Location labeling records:

START

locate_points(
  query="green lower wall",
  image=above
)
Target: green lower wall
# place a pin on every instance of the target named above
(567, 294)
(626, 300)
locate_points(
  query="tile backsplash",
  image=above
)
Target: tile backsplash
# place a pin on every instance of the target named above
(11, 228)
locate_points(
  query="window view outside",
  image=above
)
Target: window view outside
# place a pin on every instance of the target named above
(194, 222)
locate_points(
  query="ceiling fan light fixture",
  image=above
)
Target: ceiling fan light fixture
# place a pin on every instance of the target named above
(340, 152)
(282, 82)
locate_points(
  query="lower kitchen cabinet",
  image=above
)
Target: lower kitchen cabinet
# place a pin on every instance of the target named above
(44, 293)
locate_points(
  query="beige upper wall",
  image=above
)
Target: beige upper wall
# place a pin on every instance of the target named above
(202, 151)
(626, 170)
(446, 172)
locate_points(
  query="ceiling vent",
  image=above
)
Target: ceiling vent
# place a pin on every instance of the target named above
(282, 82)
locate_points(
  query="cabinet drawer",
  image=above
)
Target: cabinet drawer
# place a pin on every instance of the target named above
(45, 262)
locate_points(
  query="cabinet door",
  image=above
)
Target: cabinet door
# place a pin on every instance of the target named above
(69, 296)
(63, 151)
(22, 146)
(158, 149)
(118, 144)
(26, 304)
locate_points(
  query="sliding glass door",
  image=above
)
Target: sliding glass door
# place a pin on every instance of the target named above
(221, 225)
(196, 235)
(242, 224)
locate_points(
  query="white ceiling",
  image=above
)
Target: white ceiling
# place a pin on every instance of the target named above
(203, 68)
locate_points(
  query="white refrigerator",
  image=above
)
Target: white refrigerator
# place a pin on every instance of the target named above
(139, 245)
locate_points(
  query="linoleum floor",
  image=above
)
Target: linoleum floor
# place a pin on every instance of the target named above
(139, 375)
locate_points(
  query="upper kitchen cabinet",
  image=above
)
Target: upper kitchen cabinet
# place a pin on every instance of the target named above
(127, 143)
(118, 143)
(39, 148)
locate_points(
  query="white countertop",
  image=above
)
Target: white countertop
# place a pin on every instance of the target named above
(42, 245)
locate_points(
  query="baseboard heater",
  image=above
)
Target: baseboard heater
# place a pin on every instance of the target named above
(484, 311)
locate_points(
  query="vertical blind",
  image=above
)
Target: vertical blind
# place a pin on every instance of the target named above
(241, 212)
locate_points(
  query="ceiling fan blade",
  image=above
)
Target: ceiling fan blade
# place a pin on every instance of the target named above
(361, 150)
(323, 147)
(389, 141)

END

» **What you need to do**:
Could you quote the material above in full, exactly as it stands?

» **Written response**:
locate_points(
  query="green lower wall",
  image=above
)
Target: green lower wall
# place a pin on every instance of the target named above
(567, 294)
(626, 300)
locate_points(
  query="tile backsplash",
  image=above
)
Target: tile backsplash
# place a pin on every instance of the target named above
(11, 228)
locate_points(
  query="window view outside",
  image=above
)
Target: window view outside
# place a pin on every instance of the target named above
(194, 222)
locate_points(
  query="ceiling fan light fixture",
  image=above
)
Target: ceiling fan light fixture
# place a pin on every instance of the target named above
(340, 152)
(282, 82)
locate_points(
  query="lower kitchen cabinet",
  image=above
)
Target: lower kitchen cabinet
# place a pin on every instance of the target named above
(44, 293)
locate_points(
  query="beige upper wall",
  image=above
)
Target: beige upper wall
# place a pin on every instance of the target named above
(202, 151)
(626, 170)
(446, 172)
locate_points(
  query="ceiling vent",
  image=above
)
Target: ceiling vent
# place a pin on every instance of the target named above
(282, 82)
locate_points(
  query="cabinet drawer",
  image=above
)
Target: cabinet drawer
# place a pin on every instance of the target named above
(45, 262)
locate_points(
  query="cabinet door",
  image=above
)
Target: cabinet door
# place a pin on every instance of the target named above
(69, 296)
(63, 151)
(22, 146)
(158, 149)
(118, 144)
(26, 304)
locate_points(
  query="sliding glass door",
  image=above
)
Target: sliding glass door
# place a pin on every instance of the target named above
(221, 225)
(196, 235)
(242, 224)
locate_points(
  query="white ceiling",
  image=above
)
Target: white ceiling
# place a pin on every instance of the target named above
(203, 68)
locate_points(
  query="white refrigerator",
  image=above
)
Target: white refrigerator
# place a pin on every instance of the target named above
(139, 245)
locate_points(
  query="linoleum floor",
  image=above
)
Target: linoleum floor
# place a pin on every instance of the target named above
(139, 375)
locate_points(
  query="upper kitchen cabinet",
  image=above
)
Target: upper kitchen cabinet
# place a pin on every instance of the target named above
(127, 143)
(118, 143)
(39, 148)
locate_points(
  query="white countertop",
  image=above
)
Target: white countertop
# place a pin on every instance of the target named above
(42, 245)
locate_points(
  query="baseboard heater",
  image=above
)
Target: baseboard heater
# place a pin on every instance of the target named above
(484, 311)
locate_points(
  query="vertical blind",
  image=above
)
Target: vertical blind
# place a pin on every instance of the target named above
(241, 212)
locate_points(
  query="ceiling fan blade",
  image=above
)
Target: ceiling fan blade
# place a pin on every instance of the target named above
(361, 150)
(323, 147)
(389, 141)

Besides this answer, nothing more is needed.